• [What is being asked]: From the entries that follow, copy every line with the word "jacket".
───── Listed records
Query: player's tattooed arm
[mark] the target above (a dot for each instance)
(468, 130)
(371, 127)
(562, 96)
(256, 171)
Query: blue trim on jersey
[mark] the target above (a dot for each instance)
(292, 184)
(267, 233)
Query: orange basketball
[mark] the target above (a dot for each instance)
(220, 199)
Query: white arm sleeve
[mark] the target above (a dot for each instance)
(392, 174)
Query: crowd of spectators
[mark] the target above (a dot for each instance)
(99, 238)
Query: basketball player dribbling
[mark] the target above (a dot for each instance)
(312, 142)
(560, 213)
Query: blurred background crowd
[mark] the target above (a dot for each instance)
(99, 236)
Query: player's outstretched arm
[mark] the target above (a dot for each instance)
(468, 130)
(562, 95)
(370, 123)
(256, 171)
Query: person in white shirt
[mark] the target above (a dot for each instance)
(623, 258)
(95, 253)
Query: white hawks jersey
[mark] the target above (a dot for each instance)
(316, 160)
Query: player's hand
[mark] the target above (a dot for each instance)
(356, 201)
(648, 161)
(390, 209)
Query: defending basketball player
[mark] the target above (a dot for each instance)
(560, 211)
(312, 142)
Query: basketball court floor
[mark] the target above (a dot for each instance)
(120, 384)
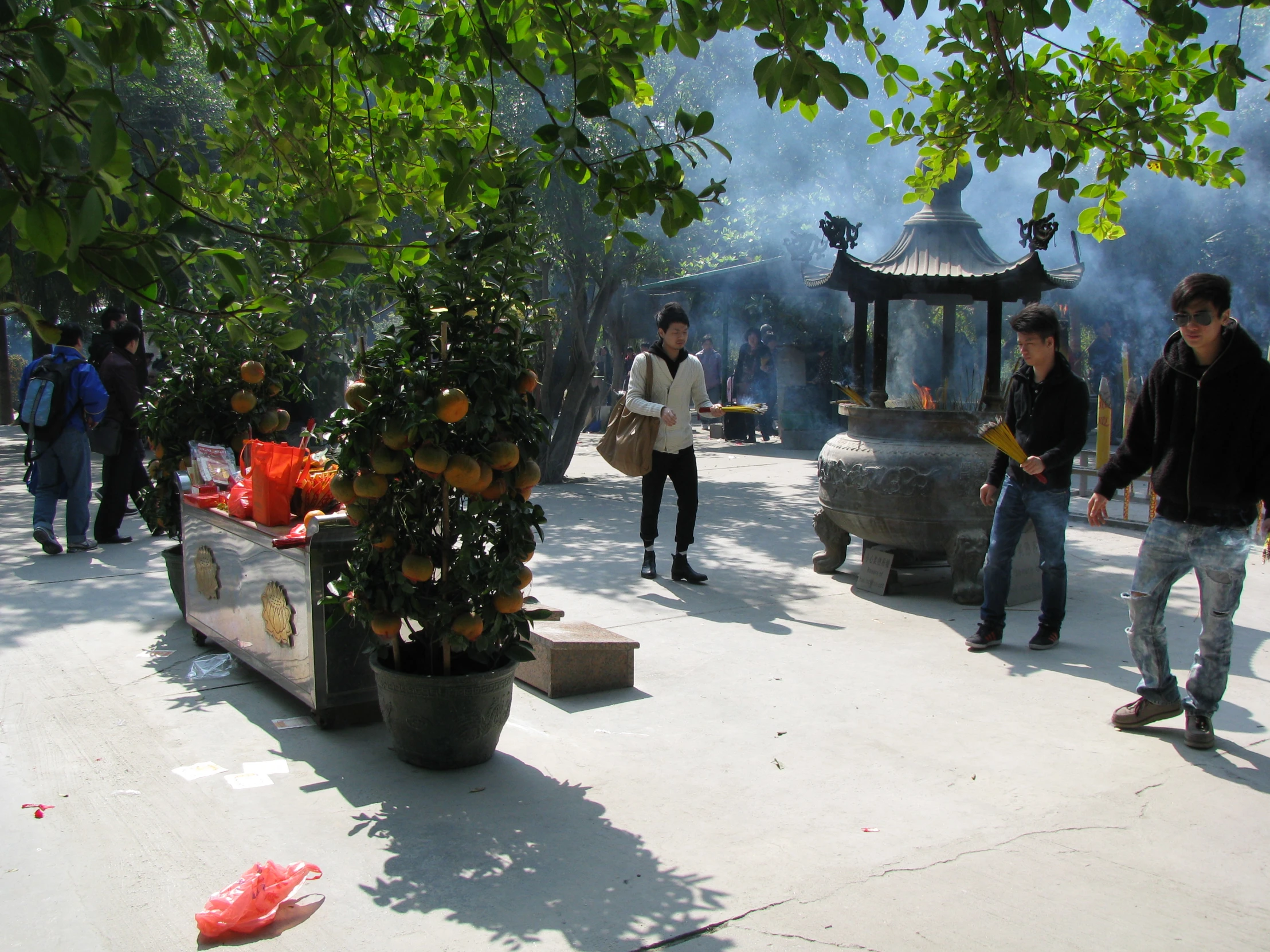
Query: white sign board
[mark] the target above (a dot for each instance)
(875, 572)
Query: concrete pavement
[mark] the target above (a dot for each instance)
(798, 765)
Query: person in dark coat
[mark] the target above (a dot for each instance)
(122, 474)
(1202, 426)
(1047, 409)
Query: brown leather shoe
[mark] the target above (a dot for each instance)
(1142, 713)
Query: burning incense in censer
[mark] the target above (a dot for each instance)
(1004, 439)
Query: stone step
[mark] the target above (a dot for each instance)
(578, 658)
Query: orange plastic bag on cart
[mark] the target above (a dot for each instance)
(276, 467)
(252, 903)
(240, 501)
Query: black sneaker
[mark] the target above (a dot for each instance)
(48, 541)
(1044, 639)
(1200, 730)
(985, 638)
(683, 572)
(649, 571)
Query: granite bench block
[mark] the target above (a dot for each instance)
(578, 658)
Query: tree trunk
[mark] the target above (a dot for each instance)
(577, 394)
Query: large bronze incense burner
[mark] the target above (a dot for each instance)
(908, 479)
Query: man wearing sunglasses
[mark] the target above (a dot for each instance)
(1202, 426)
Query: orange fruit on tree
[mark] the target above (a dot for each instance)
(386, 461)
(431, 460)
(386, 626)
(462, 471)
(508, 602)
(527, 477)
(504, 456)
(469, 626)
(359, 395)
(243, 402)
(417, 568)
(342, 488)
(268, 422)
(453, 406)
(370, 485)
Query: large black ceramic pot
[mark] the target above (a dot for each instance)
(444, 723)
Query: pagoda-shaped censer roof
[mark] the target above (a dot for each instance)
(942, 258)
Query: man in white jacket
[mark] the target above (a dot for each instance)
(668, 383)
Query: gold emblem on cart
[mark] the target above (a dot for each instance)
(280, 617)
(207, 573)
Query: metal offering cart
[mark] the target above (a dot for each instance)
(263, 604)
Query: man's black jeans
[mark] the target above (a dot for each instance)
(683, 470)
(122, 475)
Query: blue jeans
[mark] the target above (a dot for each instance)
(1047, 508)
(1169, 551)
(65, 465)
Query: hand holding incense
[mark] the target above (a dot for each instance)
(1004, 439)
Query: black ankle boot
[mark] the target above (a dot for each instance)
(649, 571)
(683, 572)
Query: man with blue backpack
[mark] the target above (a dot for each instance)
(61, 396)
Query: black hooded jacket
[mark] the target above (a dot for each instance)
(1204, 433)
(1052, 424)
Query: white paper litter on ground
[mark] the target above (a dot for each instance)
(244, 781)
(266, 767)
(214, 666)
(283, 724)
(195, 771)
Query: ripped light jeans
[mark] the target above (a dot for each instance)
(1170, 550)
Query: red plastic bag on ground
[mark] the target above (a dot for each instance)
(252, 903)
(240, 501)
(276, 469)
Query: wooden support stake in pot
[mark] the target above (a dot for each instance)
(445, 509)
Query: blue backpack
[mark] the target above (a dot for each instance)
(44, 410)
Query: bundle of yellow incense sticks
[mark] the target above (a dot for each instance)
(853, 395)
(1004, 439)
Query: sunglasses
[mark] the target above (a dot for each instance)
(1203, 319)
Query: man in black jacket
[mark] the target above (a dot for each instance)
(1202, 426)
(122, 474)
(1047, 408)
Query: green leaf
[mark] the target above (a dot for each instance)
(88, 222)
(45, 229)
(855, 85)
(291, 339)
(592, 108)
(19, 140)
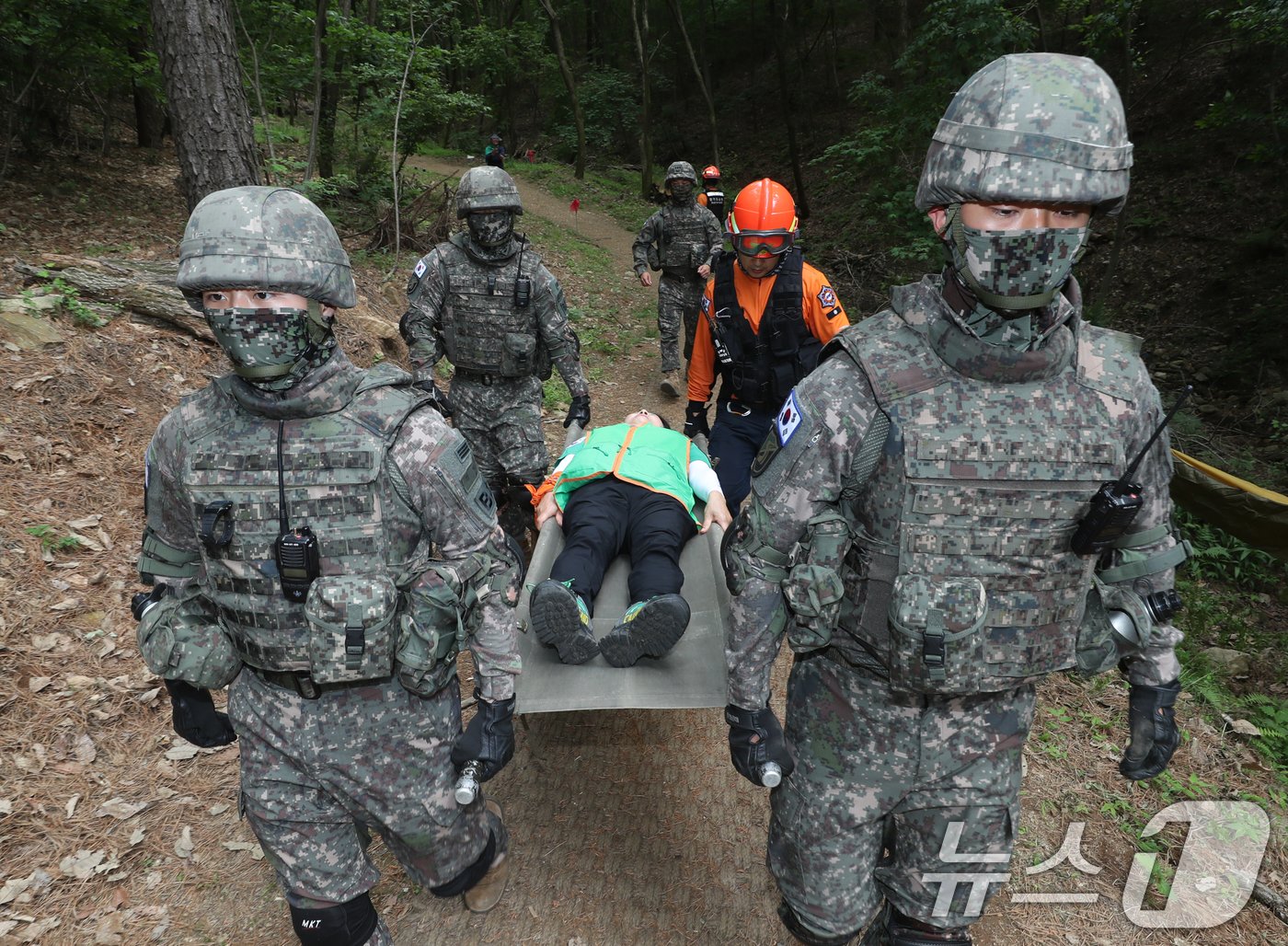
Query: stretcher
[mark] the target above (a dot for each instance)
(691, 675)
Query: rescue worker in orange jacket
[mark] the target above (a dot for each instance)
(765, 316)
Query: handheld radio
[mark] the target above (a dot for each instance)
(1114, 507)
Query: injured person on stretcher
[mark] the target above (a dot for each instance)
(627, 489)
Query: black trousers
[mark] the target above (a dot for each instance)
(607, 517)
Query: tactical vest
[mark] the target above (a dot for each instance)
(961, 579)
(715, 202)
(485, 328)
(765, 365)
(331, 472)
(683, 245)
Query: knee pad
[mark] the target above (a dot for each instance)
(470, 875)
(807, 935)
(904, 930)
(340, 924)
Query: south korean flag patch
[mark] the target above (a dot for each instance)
──────────
• [Result of this exercise]:
Query: man in white jacket
Query: black hooded jacket
Query: man in black jacket
Query: rescue worker in orange jacket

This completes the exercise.